Exercise objective>
Go through the entries below. Copy each line in which "reflected" appears.
** Records provided follows **
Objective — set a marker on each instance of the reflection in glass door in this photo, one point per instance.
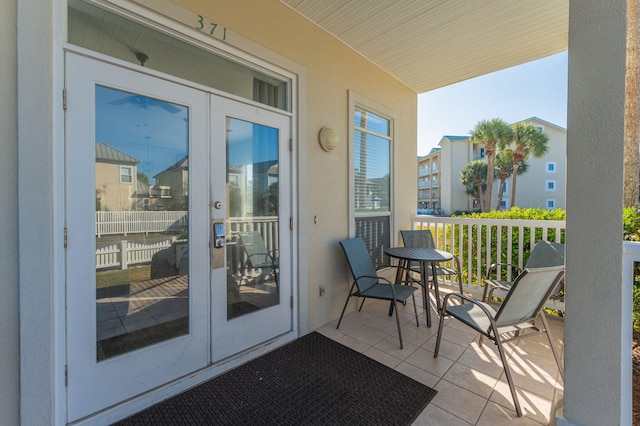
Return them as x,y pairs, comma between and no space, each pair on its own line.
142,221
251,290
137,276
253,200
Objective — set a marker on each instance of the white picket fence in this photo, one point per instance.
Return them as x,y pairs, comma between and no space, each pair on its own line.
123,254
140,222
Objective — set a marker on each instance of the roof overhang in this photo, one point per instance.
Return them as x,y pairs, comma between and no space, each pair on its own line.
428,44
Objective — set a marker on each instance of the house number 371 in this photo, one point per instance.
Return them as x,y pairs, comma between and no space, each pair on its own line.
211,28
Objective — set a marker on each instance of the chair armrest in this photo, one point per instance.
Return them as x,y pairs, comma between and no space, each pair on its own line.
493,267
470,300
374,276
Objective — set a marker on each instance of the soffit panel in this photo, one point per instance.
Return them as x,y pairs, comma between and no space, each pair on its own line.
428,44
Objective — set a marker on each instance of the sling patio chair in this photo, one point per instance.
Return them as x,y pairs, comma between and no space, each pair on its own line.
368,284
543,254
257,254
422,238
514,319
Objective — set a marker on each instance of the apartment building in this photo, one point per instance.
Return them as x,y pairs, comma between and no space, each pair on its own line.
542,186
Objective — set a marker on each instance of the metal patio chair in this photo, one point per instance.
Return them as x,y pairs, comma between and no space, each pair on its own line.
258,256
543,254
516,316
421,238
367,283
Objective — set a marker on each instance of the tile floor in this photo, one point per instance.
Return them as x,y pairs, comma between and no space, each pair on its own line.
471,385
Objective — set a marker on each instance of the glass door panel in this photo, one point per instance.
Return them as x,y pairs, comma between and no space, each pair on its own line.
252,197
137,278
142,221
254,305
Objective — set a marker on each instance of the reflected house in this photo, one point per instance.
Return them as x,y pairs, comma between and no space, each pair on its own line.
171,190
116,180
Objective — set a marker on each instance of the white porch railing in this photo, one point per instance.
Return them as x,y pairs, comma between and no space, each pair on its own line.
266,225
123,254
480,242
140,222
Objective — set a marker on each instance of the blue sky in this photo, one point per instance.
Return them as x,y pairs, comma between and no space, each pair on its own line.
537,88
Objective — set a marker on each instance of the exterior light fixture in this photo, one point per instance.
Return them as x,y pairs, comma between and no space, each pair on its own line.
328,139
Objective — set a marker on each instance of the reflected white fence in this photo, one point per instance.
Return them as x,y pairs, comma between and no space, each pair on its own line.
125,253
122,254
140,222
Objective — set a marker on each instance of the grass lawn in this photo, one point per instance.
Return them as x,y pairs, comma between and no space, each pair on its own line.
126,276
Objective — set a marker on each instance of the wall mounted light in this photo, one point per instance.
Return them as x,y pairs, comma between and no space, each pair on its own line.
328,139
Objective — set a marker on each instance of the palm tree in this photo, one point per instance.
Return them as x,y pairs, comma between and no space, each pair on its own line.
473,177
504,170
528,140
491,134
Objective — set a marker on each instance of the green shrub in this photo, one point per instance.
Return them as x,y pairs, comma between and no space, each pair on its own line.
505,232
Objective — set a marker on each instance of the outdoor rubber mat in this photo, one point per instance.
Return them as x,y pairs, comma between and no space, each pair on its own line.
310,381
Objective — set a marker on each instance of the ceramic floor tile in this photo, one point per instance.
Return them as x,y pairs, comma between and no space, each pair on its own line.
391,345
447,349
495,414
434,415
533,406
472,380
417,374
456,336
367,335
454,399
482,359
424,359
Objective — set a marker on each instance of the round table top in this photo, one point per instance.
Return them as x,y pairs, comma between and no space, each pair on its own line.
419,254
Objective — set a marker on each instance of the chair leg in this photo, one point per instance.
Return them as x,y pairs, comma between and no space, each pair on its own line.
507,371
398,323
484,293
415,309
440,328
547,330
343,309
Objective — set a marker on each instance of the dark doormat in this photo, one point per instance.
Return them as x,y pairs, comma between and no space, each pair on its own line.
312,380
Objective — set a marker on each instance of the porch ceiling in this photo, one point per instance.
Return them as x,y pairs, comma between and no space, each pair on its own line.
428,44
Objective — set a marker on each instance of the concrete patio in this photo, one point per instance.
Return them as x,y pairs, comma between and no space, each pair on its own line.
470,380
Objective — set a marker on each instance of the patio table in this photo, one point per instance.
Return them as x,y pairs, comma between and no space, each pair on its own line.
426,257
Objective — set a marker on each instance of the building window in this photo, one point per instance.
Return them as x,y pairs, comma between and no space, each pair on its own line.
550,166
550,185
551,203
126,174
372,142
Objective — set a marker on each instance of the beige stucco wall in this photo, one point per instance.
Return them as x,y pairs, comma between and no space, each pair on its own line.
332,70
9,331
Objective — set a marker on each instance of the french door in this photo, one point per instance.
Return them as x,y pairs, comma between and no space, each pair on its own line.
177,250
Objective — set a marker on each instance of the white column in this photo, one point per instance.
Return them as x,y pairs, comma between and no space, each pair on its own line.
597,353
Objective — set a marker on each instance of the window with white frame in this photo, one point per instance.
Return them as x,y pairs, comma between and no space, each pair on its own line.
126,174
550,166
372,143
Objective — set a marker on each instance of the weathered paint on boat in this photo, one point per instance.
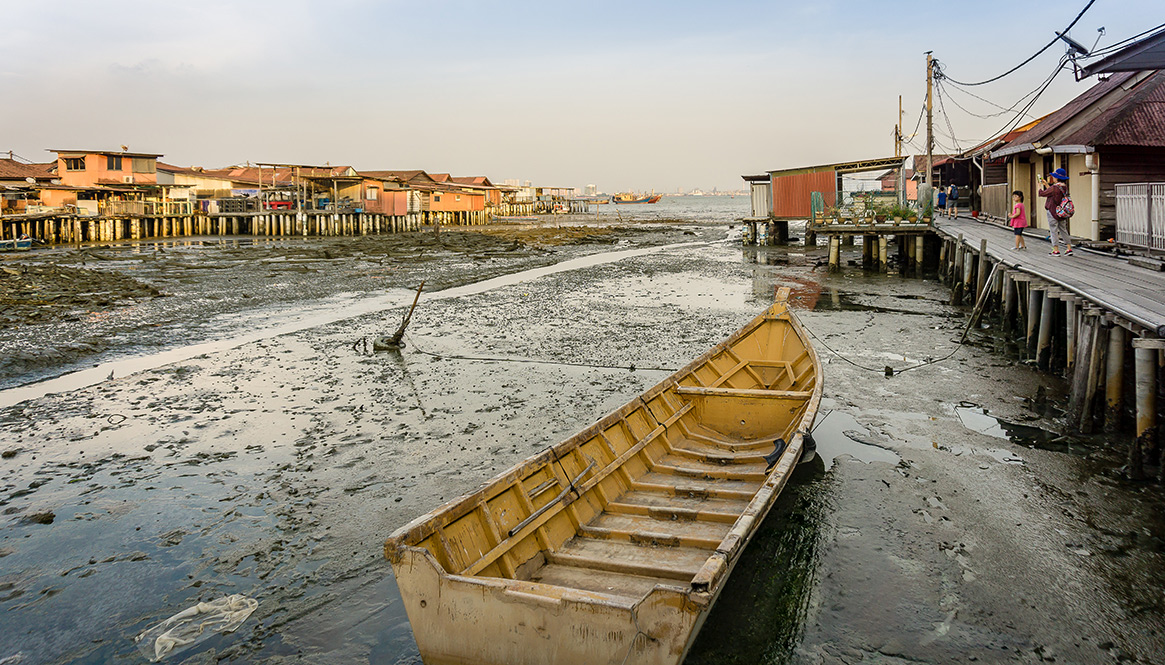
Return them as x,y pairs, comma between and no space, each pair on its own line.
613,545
** End of Records provided **
Answer>
Objective — set a marker on each instance of the reflected house in this photo, one point per instance.
Objective — set a marker on each instance of the reflected white fence in this photo, one point per instance.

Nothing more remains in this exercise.